TASK STATEMENT:
Return the listing exactly. Keep no pictures.

RECORDS SUPPLIED:
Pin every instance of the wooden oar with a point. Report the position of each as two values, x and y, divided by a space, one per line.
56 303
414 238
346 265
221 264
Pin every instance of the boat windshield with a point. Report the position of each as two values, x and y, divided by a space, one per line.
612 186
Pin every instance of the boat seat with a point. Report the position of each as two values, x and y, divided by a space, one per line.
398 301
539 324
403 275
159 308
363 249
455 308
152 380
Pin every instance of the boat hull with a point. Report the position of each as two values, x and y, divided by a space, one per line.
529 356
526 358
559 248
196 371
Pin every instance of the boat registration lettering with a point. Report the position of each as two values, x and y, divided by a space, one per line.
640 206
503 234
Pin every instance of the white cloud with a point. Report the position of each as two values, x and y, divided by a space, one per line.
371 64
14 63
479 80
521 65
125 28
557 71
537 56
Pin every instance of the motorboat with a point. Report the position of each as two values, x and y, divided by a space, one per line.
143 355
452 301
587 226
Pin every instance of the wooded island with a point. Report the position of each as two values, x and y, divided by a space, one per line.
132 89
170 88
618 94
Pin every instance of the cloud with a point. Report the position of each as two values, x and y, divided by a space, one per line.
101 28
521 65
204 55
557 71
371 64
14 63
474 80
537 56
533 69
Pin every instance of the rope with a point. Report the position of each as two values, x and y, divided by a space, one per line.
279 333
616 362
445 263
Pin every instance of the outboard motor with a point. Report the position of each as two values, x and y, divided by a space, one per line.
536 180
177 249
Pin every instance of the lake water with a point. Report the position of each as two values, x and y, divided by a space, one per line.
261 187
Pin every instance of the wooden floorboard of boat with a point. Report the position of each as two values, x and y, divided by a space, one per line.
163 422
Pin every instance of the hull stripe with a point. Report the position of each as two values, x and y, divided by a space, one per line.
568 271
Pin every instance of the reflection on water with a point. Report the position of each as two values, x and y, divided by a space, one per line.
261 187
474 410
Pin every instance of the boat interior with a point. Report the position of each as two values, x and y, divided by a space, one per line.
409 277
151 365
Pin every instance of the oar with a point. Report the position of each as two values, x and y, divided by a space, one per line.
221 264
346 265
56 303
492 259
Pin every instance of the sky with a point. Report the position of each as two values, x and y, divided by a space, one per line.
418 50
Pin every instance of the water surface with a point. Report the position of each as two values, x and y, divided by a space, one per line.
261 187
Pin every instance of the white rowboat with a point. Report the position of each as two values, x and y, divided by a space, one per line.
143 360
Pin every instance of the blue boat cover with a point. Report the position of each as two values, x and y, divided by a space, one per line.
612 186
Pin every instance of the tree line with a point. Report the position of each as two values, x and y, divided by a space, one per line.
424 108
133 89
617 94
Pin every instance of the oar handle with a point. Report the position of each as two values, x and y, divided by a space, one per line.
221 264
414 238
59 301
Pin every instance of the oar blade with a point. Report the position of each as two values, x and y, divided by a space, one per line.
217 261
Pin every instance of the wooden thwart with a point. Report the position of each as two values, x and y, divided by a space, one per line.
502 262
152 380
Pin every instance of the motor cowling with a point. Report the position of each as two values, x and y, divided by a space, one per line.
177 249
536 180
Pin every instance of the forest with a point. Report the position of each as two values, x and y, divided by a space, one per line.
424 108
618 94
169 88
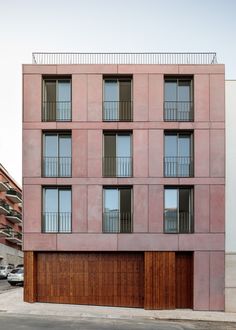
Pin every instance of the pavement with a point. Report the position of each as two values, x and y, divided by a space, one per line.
11 302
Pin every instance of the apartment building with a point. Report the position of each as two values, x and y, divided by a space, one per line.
10 220
123 180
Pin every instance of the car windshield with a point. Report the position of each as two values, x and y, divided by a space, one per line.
17 271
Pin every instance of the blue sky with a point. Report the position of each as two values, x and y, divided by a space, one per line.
102 26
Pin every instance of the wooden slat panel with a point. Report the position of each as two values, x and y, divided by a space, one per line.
112 279
159 280
30 277
184 280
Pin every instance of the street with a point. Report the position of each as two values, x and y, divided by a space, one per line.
13 321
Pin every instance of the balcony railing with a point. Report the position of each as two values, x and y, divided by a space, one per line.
178 222
117 166
178 166
56 222
124 58
178 111
117 222
117 111
57 166
56 111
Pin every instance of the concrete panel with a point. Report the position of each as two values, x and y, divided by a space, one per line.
95 98
201 97
140 97
201 279
201 208
217 97
80 153
155 153
140 153
155 206
217 153
32 153
79 97
201 153
95 209
140 218
217 281
32 98
94 153
156 83
217 208
32 209
79 209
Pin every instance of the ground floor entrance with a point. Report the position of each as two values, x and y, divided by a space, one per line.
151 280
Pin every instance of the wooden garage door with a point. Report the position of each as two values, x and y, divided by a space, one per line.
112 279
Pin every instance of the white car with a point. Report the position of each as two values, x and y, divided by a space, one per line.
5 270
16 276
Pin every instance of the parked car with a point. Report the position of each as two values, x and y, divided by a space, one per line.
16 276
5 270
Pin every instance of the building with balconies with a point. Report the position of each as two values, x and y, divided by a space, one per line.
123 180
10 220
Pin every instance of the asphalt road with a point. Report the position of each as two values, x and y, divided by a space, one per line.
28 322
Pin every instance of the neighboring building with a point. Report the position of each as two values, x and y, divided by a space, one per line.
10 220
123 180
230 246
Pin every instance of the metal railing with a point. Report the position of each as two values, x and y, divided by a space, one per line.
117 166
124 58
56 111
178 111
56 222
117 222
117 110
57 166
178 222
178 166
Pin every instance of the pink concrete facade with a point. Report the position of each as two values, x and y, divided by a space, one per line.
148 181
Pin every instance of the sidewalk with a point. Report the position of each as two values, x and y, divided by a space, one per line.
12 302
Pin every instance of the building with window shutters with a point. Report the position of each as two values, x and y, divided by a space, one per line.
123 172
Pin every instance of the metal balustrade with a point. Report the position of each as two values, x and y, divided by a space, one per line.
117 111
56 111
117 166
124 58
178 166
178 111
117 222
57 166
56 222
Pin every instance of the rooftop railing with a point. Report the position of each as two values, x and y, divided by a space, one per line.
124 58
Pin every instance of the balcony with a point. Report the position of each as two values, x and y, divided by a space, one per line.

RESPONSE TO THIS EXERCISE:
Pin every instance of the wooden oar with a point. Report the position of each as two values, x and y, divided by a space, one per line.
56 303
414 238
346 265
221 264
Pin every instance of the boat windshield with a point. Report the position of each as two values, x and y, divided by a space, one per line.
612 186
Pin every instance of the boat seat with a point. Report the position of each as two values, x and y, divided by a space, one per line.
398 301
539 324
403 275
159 308
363 249
455 308
152 380
Pin every instance of the boat hull with a point. Report the position of each as two values, x and y, divided by a space, one per line.
529 356
526 358
559 248
196 371
Pin every instance of the boat registration lettering with a point. Report the position of each as two values, x and y, divided by a space, one per line.
640 206
503 234
Pin every instance of the white cloud with a point. Report the position of each as two values, x and y, divided by a space, one per line.
371 64
14 63
479 80
521 65
125 28
557 71
537 56
Pin every instance of the motorboat with a point. Report the position of each as two values, x and y, divided by a space, one per line.
143 355
452 301
587 226
Pin every instance of the wooded island with a point. Report the position of each as two values, x and y, divided by a space, one per line.
132 89
170 88
618 94
Pin every instance of the cloud with a point. Report the position of each as two values, x and y, divided by a space, one per line.
101 28
521 65
204 55
557 71
371 64
14 63
474 80
537 56
533 69
Pin every instance of the rope with a point. Report the position of each as two values, x and y, divided by a space, one per line.
279 333
616 362
445 263
Pin every instance of the outboard motor with a point. Report the position of each as two values, x and y, divided by a space, one per line.
536 180
177 249
Pin every instance of the lake water with a point. Report the position of each as two values, x and y, divided by a space, one per line.
261 187
Pin every instance of the wooden floorboard of boat with a point. Report the position of each as two values, x and y, divided by a space, one per line.
163 422
Pin every instance of the hull stripe with a point. Report the position of each as two values, x and y, divided by a space, one per line.
568 271
Pin every instance of the reflection on water with a point. Report the position of each as two values, x and y, divided by a space, one per line.
261 187
474 410
Pin every instance of the boat interior with a point. Report the position of each as two values, x and y, divided by a space, one per line.
409 277
151 365
Pin every instance of the oar with a point. Report the position of each as two values, x and y, divided by a space, one per line.
221 264
346 265
56 303
492 259
Pin every instance of the sky with a point. Report the position of each as two values, x and y, divided by a space, one per line.
418 50
Pin every instance of the water surface with a point. Report the position of each as two values, x and y, divided by a space, one per line.
261 187
Pin every instance of the white rowboat with a point. Report the position of each as two values, x and y, divided by a space, one per line.
143 360
Pin every instance of the blue boat cover with a point. Report the position of each as two values, x and y, divided by a space, one per line.
612 186
Pin every instance of the tree line with a point. Report the position of each as two values, x and y, divided by a space, one per line.
424 108
133 89
617 94
Pin every instance of the oar handle with a point. Report the position of each as two values, x and y, divided by a space, one per line.
221 264
414 238
59 301
Pin every instance of the oar blade with a point. Report the position of each as two values, x and y, divided by a space, one per line.
217 261
Pin every instance of the wooden thwart with a point. Report the position of each as two values, x and y, divided by a space, one per line.
502 262
152 380
Pin every instance of the motor cowling with a point. Report the position of each as two values, x and y, divided by a space, one per line.
177 249
536 180
Pin every instance of the forest with a point. Report the position of each as two values, x and y, divided by a space, one per line.
424 108
618 94
169 88
Pin every instance of the pavement with a point. Report the position of each as two values, x and y, divided by a space, one per line.
11 302
Pin every instance of the apartment building with a point. Report the position of each as two values, x and y, divided by a space, one per line.
10 220
123 180
Pin every instance of the car windshield with a point. Report the position of each as two values, x and y, divided by a space, one per line.
17 271
Pin every instance of the blue sky with a point. Report the position of each as two values, x and y, divided by a space, one per line.
102 26
Pin every instance of the wooden slat panel with a point. Report the position of each as two values, x and y, divided by a space, one per line.
112 279
159 280
30 277
184 280
Pin every instance of the street with a point. Report the position of each as two values, x and y, divided by a space, one per line.
13 321
Pin every instance of the balcony railing with a point. Report the position of each as two values, x and y, divided by a space, one per line.
178 222
117 166
178 166
56 222
124 58
178 111
117 222
117 111
57 166
56 111
Pin every instance of the concrete panel with a point. Report the position of each as two values, x and y, divided by a space, one per line.
95 98
201 97
140 97
201 279
201 208
217 97
80 153
155 153
140 153
155 206
217 153
32 153
79 97
201 153
95 209
140 218
217 281
32 98
94 153
156 83
217 208
32 209
79 209
Pin every instance of the ground floor entrance with a point. Report the position of each as two values, x and y, divided by a space, one per line.
151 280
Pin every instance of the wooden garage door with a point. Report the position of each as two values, x and y, divided by a space, one per line.
112 279
Pin every instance of the white car with a point. Report the position of each as two values, x and y, divided by a space, one per line.
5 270
16 276
Pin every instance of the parked car with a point. Report the position of each as two values, x and y, divided by a space, one per line.
16 276
5 270
Pin every instance of the building with balconies with a point. Report the position of each as two values, x and y, divided by a space, one per line.
123 180
10 220
Pin every instance of the asphalt road with a point. Report the position of each as two values, x and y, divided by a space, one per line.
28 322
Pin every instance of the neighboring building with a point. Report the position of each as two values, x and y, divided by a space, one per line.
10 220
123 180
230 246
Pin every instance of the metal railing with a point. Report the position of each as two values, x and y, divided by a space, one per line.
117 166
124 58
56 111
178 111
56 222
117 222
117 110
57 166
178 222
178 166
Pin every instance of the pink concrete facade with a point. Report the position of each as two values, x and y, divided by a space, one per line.
148 181
Pin every instance of the sidewalk with a point. Report the position of each as two values, x and y, divided by a space, one per line.
12 302
Pin every instance of the building with window shutters with a point. Report the position of each as two values, x and y, divided by a space, one per line.
123 172
Pin every instance of the metal balustrade with a point. Report the position of each as two values, x and y, divided by a space, one per line.
117 111
56 111
117 166
124 58
178 166
178 111
117 222
57 166
56 222
Pin every instance of the rooftop railing with a point. Report the position of each as two values, x and y, divided by a space, one per line.
124 58
Pin every instance of the balcony with a point. Report the position of each as two values, x and y, divided by a space, one per line.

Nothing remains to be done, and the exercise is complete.